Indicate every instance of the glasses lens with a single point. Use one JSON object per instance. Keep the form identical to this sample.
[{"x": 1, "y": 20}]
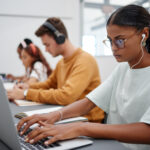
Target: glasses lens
[
  {"x": 107, "y": 43},
  {"x": 119, "y": 43}
]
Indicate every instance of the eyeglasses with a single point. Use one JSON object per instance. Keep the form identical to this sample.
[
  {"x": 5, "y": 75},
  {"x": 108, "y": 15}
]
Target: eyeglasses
[{"x": 119, "y": 43}]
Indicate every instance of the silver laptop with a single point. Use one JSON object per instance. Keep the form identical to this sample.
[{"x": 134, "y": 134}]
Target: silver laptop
[{"x": 9, "y": 134}]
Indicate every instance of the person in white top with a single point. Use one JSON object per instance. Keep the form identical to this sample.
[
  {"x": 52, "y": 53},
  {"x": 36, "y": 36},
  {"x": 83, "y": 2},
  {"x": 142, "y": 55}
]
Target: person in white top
[
  {"x": 124, "y": 96},
  {"x": 22, "y": 45}
]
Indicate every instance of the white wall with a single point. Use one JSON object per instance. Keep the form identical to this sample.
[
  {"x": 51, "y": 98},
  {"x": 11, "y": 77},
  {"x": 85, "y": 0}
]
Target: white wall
[{"x": 20, "y": 18}]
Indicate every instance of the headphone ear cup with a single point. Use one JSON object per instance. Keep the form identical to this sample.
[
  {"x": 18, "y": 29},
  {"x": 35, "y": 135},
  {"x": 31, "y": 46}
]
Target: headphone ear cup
[{"x": 60, "y": 38}]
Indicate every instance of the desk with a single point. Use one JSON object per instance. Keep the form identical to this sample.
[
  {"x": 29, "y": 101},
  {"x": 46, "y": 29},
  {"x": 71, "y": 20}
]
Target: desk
[{"x": 97, "y": 145}]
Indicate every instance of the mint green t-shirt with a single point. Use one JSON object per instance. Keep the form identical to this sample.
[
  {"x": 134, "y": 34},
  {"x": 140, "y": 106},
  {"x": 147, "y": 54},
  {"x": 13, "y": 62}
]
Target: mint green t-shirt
[{"x": 125, "y": 97}]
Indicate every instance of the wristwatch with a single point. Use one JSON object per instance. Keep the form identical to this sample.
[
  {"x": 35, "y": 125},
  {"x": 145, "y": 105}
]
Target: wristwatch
[{"x": 25, "y": 93}]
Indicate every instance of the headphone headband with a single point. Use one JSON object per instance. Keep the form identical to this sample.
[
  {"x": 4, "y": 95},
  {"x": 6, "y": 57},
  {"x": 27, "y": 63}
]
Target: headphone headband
[{"x": 59, "y": 37}]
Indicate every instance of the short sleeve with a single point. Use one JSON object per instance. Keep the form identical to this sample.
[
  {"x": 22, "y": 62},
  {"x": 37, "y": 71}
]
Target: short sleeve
[
  {"x": 146, "y": 117},
  {"x": 101, "y": 96}
]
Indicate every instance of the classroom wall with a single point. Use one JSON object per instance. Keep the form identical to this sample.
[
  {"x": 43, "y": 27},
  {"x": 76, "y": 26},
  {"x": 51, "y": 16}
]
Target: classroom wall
[{"x": 20, "y": 18}]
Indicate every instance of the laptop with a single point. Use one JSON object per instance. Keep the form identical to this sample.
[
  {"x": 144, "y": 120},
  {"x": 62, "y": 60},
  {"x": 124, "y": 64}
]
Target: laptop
[{"x": 10, "y": 136}]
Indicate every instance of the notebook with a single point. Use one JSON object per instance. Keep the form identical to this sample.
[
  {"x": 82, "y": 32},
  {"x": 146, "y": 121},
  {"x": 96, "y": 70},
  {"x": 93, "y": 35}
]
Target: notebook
[{"x": 16, "y": 142}]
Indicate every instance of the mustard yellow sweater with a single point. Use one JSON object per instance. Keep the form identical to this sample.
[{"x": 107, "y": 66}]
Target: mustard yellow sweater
[{"x": 72, "y": 79}]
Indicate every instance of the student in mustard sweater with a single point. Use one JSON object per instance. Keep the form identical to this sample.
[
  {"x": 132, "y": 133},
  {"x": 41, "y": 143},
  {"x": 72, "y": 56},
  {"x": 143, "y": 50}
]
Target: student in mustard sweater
[{"x": 76, "y": 74}]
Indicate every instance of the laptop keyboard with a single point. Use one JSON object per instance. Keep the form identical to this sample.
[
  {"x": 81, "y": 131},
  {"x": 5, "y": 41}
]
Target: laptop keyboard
[{"x": 37, "y": 146}]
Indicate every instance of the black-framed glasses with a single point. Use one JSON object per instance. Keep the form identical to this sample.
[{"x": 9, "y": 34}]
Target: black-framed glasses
[{"x": 119, "y": 43}]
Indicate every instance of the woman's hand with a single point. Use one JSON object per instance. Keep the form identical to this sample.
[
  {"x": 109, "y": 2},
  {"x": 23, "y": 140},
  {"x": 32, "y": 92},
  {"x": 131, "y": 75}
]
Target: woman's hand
[
  {"x": 15, "y": 93},
  {"x": 48, "y": 118},
  {"x": 55, "y": 132}
]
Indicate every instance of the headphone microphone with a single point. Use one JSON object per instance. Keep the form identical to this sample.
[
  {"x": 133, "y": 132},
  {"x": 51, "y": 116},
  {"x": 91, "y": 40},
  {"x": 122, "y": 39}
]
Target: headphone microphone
[{"x": 59, "y": 37}]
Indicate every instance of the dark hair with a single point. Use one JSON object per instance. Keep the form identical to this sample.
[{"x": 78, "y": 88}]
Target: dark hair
[
  {"x": 132, "y": 16},
  {"x": 57, "y": 23},
  {"x": 20, "y": 46},
  {"x": 36, "y": 53}
]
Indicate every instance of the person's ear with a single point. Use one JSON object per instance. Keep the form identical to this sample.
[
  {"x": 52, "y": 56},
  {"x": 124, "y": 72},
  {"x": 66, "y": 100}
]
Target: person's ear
[{"x": 146, "y": 33}]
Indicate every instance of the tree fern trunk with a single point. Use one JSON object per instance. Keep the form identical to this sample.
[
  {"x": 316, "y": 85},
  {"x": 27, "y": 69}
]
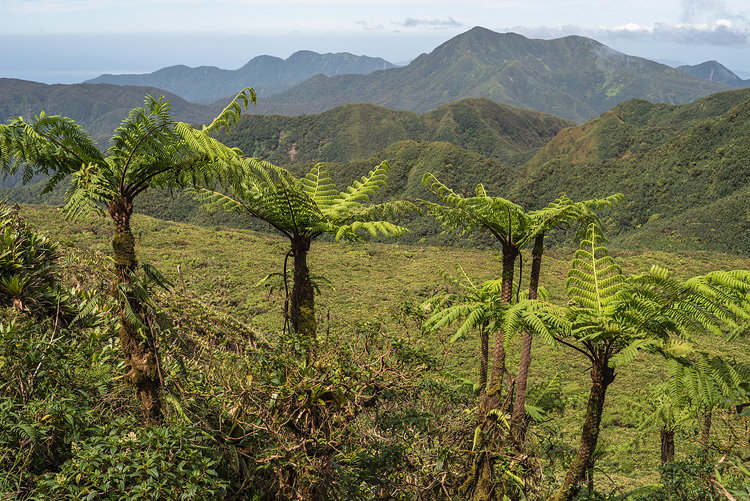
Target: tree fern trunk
[
  {"x": 302, "y": 307},
  {"x": 519, "y": 422},
  {"x": 706, "y": 428},
  {"x": 483, "y": 487},
  {"x": 485, "y": 341},
  {"x": 601, "y": 377},
  {"x": 494, "y": 392},
  {"x": 667, "y": 446},
  {"x": 137, "y": 346}
]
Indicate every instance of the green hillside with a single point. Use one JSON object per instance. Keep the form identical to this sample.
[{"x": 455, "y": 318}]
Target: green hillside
[
  {"x": 266, "y": 74},
  {"x": 573, "y": 77},
  {"x": 376, "y": 287},
  {"x": 357, "y": 131},
  {"x": 669, "y": 161},
  {"x": 99, "y": 108}
]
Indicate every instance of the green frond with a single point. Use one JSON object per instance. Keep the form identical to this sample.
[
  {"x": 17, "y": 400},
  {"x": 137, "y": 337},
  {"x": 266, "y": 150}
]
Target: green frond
[
  {"x": 545, "y": 320},
  {"x": 366, "y": 188},
  {"x": 232, "y": 113},
  {"x": 319, "y": 186},
  {"x": 628, "y": 354},
  {"x": 48, "y": 145}
]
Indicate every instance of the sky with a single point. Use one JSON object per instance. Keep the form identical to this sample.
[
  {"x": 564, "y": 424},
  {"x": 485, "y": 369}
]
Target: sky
[{"x": 69, "y": 41}]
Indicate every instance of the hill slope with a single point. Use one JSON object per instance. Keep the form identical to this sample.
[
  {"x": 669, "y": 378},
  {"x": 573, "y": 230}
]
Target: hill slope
[
  {"x": 357, "y": 131},
  {"x": 681, "y": 168},
  {"x": 712, "y": 70},
  {"x": 98, "y": 108},
  {"x": 573, "y": 77},
  {"x": 266, "y": 74}
]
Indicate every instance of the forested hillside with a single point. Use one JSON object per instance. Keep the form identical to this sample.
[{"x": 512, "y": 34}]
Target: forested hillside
[
  {"x": 266, "y": 74},
  {"x": 98, "y": 108},
  {"x": 357, "y": 131},
  {"x": 522, "y": 336},
  {"x": 683, "y": 169},
  {"x": 573, "y": 77}
]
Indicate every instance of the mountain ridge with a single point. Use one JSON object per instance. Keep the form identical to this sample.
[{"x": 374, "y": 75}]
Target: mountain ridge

────────

Produce an exact reproduction of the lines from the line containing "Indicate every instance of the tree" through the last line of the records. Any picture is left out.

— RESULT —
Indicate every instance of the tree fern trunk with a single point. Use one JSON object per instance. Keep the form identical to this sample.
[
  {"x": 316, "y": 85},
  {"x": 27, "y": 69}
]
Target: tree fern trunk
[
  {"x": 302, "y": 307},
  {"x": 519, "y": 422},
  {"x": 706, "y": 428},
  {"x": 483, "y": 487},
  {"x": 485, "y": 341},
  {"x": 601, "y": 377},
  {"x": 494, "y": 392},
  {"x": 667, "y": 446},
  {"x": 137, "y": 346}
]
Indicate every instance of the green hillside with a single point. Use one JSON object per instance. Keep the form identical to this sample.
[{"x": 455, "y": 318}]
Target: green hillside
[
  {"x": 266, "y": 74},
  {"x": 573, "y": 77},
  {"x": 376, "y": 287},
  {"x": 357, "y": 131},
  {"x": 669, "y": 161},
  {"x": 99, "y": 108}
]
Indicate every instance of the green frond with a single point. Use one JSON object per instance. Keep the form identical to this sample.
[
  {"x": 17, "y": 400},
  {"x": 137, "y": 337},
  {"x": 266, "y": 150}
]
Target: green frond
[
  {"x": 545, "y": 320},
  {"x": 366, "y": 188},
  {"x": 232, "y": 113},
  {"x": 319, "y": 186},
  {"x": 628, "y": 354},
  {"x": 48, "y": 145}
]
Indicate every instance of the sky with a single point. Use one JSON object per instance. Keep the form identical to this sample.
[
  {"x": 564, "y": 424},
  {"x": 485, "y": 369}
]
Target: sky
[{"x": 69, "y": 41}]
Indicate every instance of the hill slope with a single point. Use one JSON object per instance. Keep the form identical to this sample.
[
  {"x": 669, "y": 378},
  {"x": 573, "y": 230}
]
Target: hill slope
[
  {"x": 357, "y": 131},
  {"x": 681, "y": 168},
  {"x": 712, "y": 70},
  {"x": 98, "y": 108},
  {"x": 573, "y": 77},
  {"x": 266, "y": 74}
]
Indicate every instance of the forested hillside with a single point. Use one JSON object per instance. Keep the form identical to this sample.
[{"x": 512, "y": 34}]
Target: forested hillside
[
  {"x": 266, "y": 74},
  {"x": 98, "y": 108},
  {"x": 357, "y": 131},
  {"x": 522, "y": 336},
  {"x": 683, "y": 169},
  {"x": 573, "y": 77}
]
Indicate every instance of the mountain ridge with a single point. Use one JSON object per instance. Keep the form identical to this sample.
[{"x": 374, "y": 75}]
Target: mountain ridge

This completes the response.